● WHAT YOU SHOULD DO:
Could you copy, word for word, the lines in the records below, starting with the line that contains "the side step?" and going through the line that contains "pixel 330 248"?

◆ ◆ ◆ ◆

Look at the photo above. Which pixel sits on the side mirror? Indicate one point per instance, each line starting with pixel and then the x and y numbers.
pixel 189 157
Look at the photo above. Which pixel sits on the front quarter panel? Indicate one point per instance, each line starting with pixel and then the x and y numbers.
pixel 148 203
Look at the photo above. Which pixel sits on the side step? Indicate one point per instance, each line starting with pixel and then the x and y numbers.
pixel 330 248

◆ ◆ ◆ ◆

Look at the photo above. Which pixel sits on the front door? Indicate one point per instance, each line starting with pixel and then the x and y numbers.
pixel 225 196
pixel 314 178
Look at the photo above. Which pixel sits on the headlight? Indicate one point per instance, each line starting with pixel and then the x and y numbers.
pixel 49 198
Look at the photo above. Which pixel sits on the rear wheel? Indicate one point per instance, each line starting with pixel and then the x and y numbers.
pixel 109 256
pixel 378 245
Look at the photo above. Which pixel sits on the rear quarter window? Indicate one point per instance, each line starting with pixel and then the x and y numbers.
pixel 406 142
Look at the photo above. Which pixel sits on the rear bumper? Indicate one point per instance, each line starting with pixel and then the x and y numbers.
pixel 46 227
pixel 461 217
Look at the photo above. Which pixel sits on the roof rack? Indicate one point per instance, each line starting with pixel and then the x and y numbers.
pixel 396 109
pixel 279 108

◆ ◆ ◆ ◆

● FINAL RESULT:
Look at the photo above. Which pixel sits on the side step? Indicate one point per instance, each line starting with pixel and then the x and y numbers.
pixel 330 248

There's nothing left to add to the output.